Menurut teks yang disediakan, siapakah nama ibu Abbas bin Ali?

#### TEKS YANG DISEDIAKAN
====
Abbas bin Ali, Manifestasi Kemuliaan
(last modified Sat, 28 Mar 2020 13:52:36 GMT )
Mar 28, 2020 20:52 Asia/Jakarta
  • Makam Suci Abul Fadhl Abbas as di kota Karbala, Irak.
    Makam Suci Abul Fadhl Abbas as di kota Karbala, Irak.

Abbas bin Ali bin Abi Thalib as dilahirkan di kota Madinah pada 4 Sya’ban tahun 26 Hijriah (646 Masehi). Kelahirannya menghadirkan kebahagiaan dan kegembiraan di rumah Amirul Mukminin.

Ketika kabar kelahiran Abbas disampaikan kepada Imam Ali as, ia bergegas pulang ke rumah dan memeluk erat bayi yang baru lahir itu. Ali as mendekap bayi tampan itu dan mencium kedua tangannya. Dia mengetahui bahwa kedua tangan Abbas akan menjadi pelindung bagi Husein as di Hari Asyura dan pengorbanannya dikenang dalam sejarah.

Imam Ali as kemudian dengan khidmat mengumandangkan adzan di telinga kanan anaknya dan iqamah di telinga kirinya. Ia memberikan infak kepada fakir miskin sebagai rasa syukur. Abbas bin Ali dilahirkan dari seorang ibu yang bernama Fatimah Kilabiyah dari Kabilah Bani Kilab yang dikenal berani dan ksatria.

Abbas berada di bawah pengasuhan dan bimbingan sang ayah untuk menimba keutamaan dan makrifat. Sejak kecil, Ali as – yang dikenal sebagai ahli iman, makrifat, dan kesempurnaan – sudah mengajarkan nilai-nilai luhur kemanusiaan dan adab kepada putranya itu. Ia menyaksikan jiwa ksatria dan keberanian di wajah Abbas, yang kelak akan menghadirkan kebanggaan dan martabat yang mulia bagi kaum Muslim.
====
#### DATA YANG DITAMPILKAN
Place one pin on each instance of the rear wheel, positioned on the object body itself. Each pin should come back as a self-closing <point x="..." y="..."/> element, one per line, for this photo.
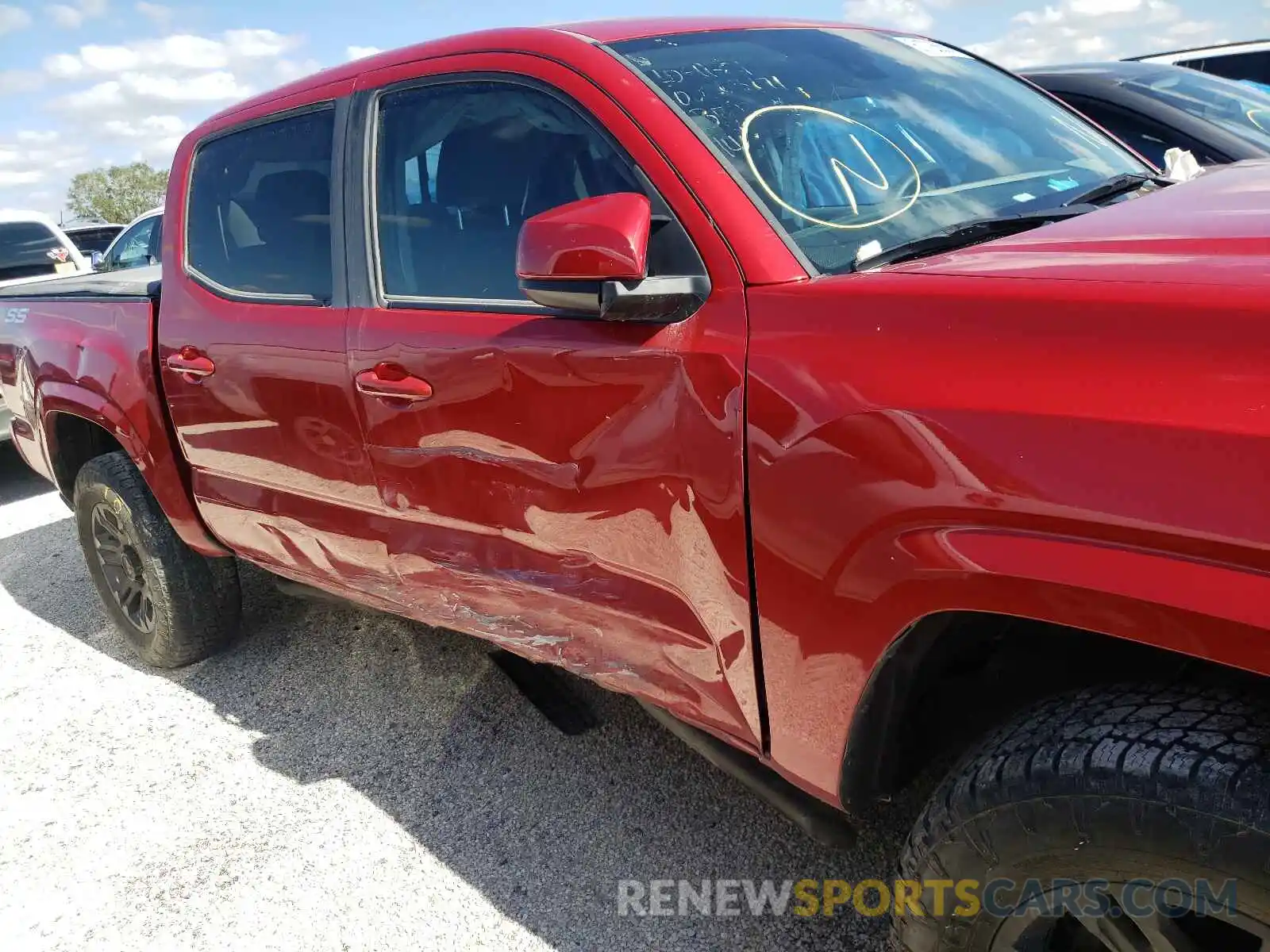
<point x="1113" y="820"/>
<point x="171" y="605"/>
====
#### HASIL AKHIR
Fatimah Kilabiyah dari Kabilah Bani Kilab.